Stated problem
Below are entries to be transcribed exactly; exclude the pictures from the copy.

* Start Records for the task *

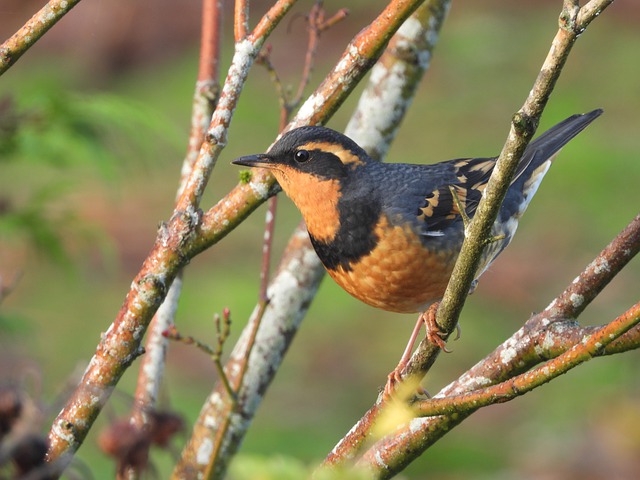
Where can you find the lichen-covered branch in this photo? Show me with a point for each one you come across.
(14, 47)
(389, 93)
(120, 344)
(523, 127)
(589, 346)
(279, 321)
(396, 451)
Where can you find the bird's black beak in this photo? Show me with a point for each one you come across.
(260, 160)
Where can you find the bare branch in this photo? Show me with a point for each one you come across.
(13, 48)
(590, 346)
(120, 345)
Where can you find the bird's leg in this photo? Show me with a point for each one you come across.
(434, 334)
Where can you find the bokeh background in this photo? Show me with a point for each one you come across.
(93, 127)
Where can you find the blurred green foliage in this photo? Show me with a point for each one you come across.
(67, 151)
(51, 127)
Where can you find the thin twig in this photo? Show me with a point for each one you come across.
(152, 365)
(241, 20)
(591, 346)
(120, 345)
(13, 48)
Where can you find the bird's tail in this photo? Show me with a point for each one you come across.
(538, 156)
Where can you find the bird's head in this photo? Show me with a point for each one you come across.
(312, 165)
(311, 151)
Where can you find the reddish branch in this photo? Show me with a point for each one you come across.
(13, 48)
(591, 345)
(205, 95)
(120, 345)
(386, 461)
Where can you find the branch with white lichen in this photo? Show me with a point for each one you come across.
(391, 454)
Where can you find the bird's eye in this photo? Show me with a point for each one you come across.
(301, 156)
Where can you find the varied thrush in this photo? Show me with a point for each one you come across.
(390, 233)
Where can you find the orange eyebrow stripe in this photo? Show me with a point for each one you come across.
(345, 156)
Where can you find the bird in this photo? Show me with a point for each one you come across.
(390, 233)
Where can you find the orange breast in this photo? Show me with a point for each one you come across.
(399, 274)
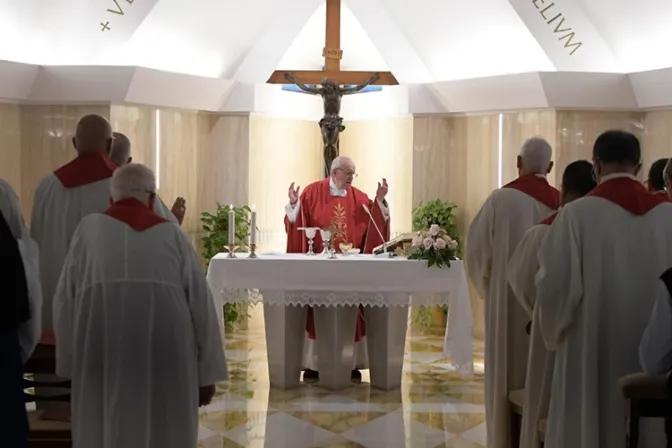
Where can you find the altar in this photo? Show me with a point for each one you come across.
(287, 283)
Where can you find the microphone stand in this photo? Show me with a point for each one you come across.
(373, 221)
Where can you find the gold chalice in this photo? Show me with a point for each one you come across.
(345, 247)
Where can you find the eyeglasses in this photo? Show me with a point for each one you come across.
(348, 173)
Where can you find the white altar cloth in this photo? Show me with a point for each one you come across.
(297, 279)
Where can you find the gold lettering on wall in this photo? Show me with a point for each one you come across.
(117, 11)
(549, 14)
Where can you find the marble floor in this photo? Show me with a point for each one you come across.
(434, 408)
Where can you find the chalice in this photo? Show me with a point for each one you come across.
(326, 241)
(310, 234)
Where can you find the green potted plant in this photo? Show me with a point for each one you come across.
(216, 227)
(441, 213)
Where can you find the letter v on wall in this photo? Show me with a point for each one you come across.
(568, 38)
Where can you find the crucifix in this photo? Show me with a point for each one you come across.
(331, 83)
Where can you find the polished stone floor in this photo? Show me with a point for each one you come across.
(434, 408)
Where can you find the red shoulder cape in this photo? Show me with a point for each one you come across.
(135, 214)
(537, 188)
(84, 170)
(629, 194)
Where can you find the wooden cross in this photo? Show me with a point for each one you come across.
(332, 54)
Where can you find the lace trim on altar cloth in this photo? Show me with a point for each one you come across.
(318, 298)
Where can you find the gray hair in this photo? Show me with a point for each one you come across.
(536, 154)
(339, 162)
(133, 181)
(121, 150)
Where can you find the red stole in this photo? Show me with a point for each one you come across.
(662, 194)
(135, 214)
(537, 188)
(548, 221)
(85, 169)
(629, 194)
(353, 225)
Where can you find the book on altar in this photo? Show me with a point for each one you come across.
(400, 245)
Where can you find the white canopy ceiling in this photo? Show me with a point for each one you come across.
(418, 40)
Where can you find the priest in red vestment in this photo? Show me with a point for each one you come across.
(334, 203)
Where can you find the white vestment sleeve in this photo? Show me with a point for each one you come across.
(10, 208)
(385, 209)
(211, 359)
(655, 350)
(29, 332)
(522, 269)
(559, 281)
(64, 298)
(292, 212)
(478, 250)
(36, 218)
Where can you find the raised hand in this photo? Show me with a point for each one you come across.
(179, 209)
(381, 192)
(293, 194)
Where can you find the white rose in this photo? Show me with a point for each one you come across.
(428, 242)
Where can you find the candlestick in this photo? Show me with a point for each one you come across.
(253, 227)
(253, 248)
(232, 226)
(232, 251)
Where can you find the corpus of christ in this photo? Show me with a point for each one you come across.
(335, 223)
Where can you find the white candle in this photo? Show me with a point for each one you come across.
(232, 226)
(253, 226)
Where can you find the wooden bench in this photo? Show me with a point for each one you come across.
(46, 433)
(542, 432)
(516, 400)
(646, 395)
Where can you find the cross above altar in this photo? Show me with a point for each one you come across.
(332, 59)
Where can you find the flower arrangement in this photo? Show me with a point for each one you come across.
(434, 245)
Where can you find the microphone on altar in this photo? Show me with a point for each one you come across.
(368, 212)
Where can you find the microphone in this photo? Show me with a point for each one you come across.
(368, 212)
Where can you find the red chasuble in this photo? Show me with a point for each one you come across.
(548, 221)
(537, 188)
(351, 223)
(629, 194)
(85, 169)
(662, 194)
(135, 214)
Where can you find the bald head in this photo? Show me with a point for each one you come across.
(121, 151)
(94, 134)
(535, 157)
(343, 171)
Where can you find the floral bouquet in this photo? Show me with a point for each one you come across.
(435, 246)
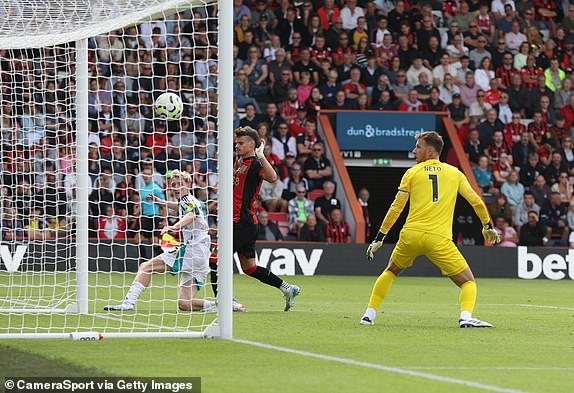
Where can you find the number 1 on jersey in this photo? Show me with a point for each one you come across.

* End Records for the task *

Finished exercise
Where can you find the lichen-covered branch in this photo? Show me with a point for each one you come across.
(14, 47)
(389, 93)
(120, 344)
(523, 127)
(589, 346)
(279, 321)
(396, 451)
Where can you find the bird's black beak in this photo? Show me with a point for each one you come across.
(260, 160)
Where can you find the bare branch in this photo? Show me with a point for each one you come across.
(13, 48)
(590, 346)
(120, 345)
Where can you find the bird's leg in this photo? Show me with a point for each one you come across.
(434, 334)
Where can you find the bokeh background in this photo? Show me with a point for each one you come across.
(93, 127)
Where can you find the blurred green foliage in this photo? Show me with a point for each one you come across.
(67, 151)
(51, 127)
Where can you find the thin twig in this photo? Show me with a point for each one you come across.
(152, 365)
(241, 20)
(591, 346)
(120, 345)
(13, 48)
Where can you find the bird's tail in this photo? Show me with a point for each one you come across.
(538, 156)
Where can you find the bird's head in this photo? Show me with a point for each one you come across.
(312, 165)
(311, 151)
Where can you find the reddish branch in this photo? Show me with a point for each one you come across.
(13, 48)
(591, 345)
(205, 95)
(120, 345)
(386, 461)
Where can you find the branch with white lichen in this photo? Show me with a point for each one you come across.
(391, 454)
Where can you find the bird's eye in this photo? Show me with a point for each one you come across.
(301, 156)
Where can you find the varied thrush in this photo? Show me with a point for each one you come across.
(390, 233)
Where can you find the orange eyebrow stripe in this photo? Show me with a point for each one you come across.
(345, 156)
Where can you find the bird in this photo? Show me with a point for each one you come across.
(390, 233)
Where can you find the orange breast in this photo? Show me with a point for each one you come across.
(399, 274)
Where can you find the altar in this photo? Show me with a point for each one you come across.
(287, 283)
Where can you find the microphone stand in this photo? Show me with a point for each one you come across.
(373, 221)
Where can you find the gold chalice in this photo? Show me with a point for each one you come across.
(345, 247)
Where can you find the eyeglasses in this photo? Show me with a point for each one you come across.
(348, 173)
Where can you find the white altar cloth in this photo? Show me with a point for each one you come across.
(297, 279)
Where can you find the gold lettering on wall in this photo? Show me with a point for each one you come across.
(117, 11)
(549, 14)
Where can you find the marble floor in this photo? Show me with a point for each one you come across.
(434, 408)
Where can you find the chalice in this photo? Show me with a point for each one you come across.
(326, 241)
(310, 234)
Where can you find the green potted plant in this photo? Show me with a point for each one you come across.
(216, 227)
(441, 213)
Where can you find the letter v on wall in this photo? Show me with a point for each one you come across.
(568, 38)
Where can you find the crucifix in this photo? Show me with a point for each one you come across.
(331, 83)
Where can you find the polished stone floor in this photo? Show me with a point for each one you come across.
(434, 408)
Where can you find the red shoulder cape in this photo? Show me with a point for each one you come across.
(135, 214)
(537, 188)
(84, 170)
(629, 194)
Where can you find the wooden cross in this photo? Show me with a point for each one you come across.
(332, 54)
Where can you find the lace trim on altar cloth in this photo? Show me with a point for each one you come across.
(318, 298)
Where can you find the gray hair in this photo? Show me with a point for each one you come across.
(536, 154)
(339, 162)
(133, 181)
(121, 150)
Where can you find the red stole in this photo? Show me with a point for each one you come across.
(662, 194)
(135, 214)
(537, 188)
(548, 221)
(85, 169)
(629, 194)
(353, 225)
Where can you find the book on altar in this photo? Show me with a point for each one you come across.
(400, 245)
Where can you find the white canopy ceiling in this photo? Show me with a point for each one you come across.
(418, 40)
Where can you find the priest in red vestment in this photo? Show me with a point for each one you come across.
(334, 203)
Where can you find the white vestment sleeve in this photo? Show me with a point for each one you come across.
(10, 208)
(385, 209)
(211, 359)
(655, 350)
(29, 332)
(522, 269)
(559, 281)
(64, 298)
(292, 212)
(478, 250)
(36, 218)
Where can you find the raised hand in this photo? Show me with a point for each one you come across.
(179, 209)
(381, 192)
(293, 194)
Where can you find the white rose in this photo? Show me with a point for each one you come across.
(428, 242)
Where can you find the candlestick in this photo? Show me with a point for each one you come across.
(253, 227)
(253, 248)
(232, 226)
(232, 251)
Where can you find the corpus of christ in this photo? Show me with a point for each one you come across.
(335, 223)
Where can you find the white candle in this photo? Show me with a point for each one you come across.
(232, 226)
(253, 226)
Where can you find the wooden bench in this photo? Show me with a point for each one you come across.
(46, 433)
(542, 432)
(516, 400)
(646, 395)
Where can you find the cross above altar in this photo? Show me with a point for each one you come across.
(332, 59)
Where can you find the flower arrangement in this photo? Show me with a point for each one you come across.
(434, 245)
Where can you find the microphone on altar in this photo? Show me with a point for each one you come across.
(368, 212)
Where can you find the microphone in this photo? Show me with a point for each one you come across.
(368, 212)
Where can you find the red chasuble in this photo? Show me with a point for each one you come across.
(548, 221)
(537, 188)
(351, 223)
(629, 194)
(85, 169)
(662, 194)
(135, 214)
Where can you find the bald head in this photo? Show me with a point for each one you come across.
(121, 151)
(94, 134)
(535, 157)
(343, 171)
Where can you find the floral bouquet in this photo? Show me with a point for each one you come across.
(435, 246)
Where can you find the number 1 on jersey in this photo? Show me with a point for each one you come across.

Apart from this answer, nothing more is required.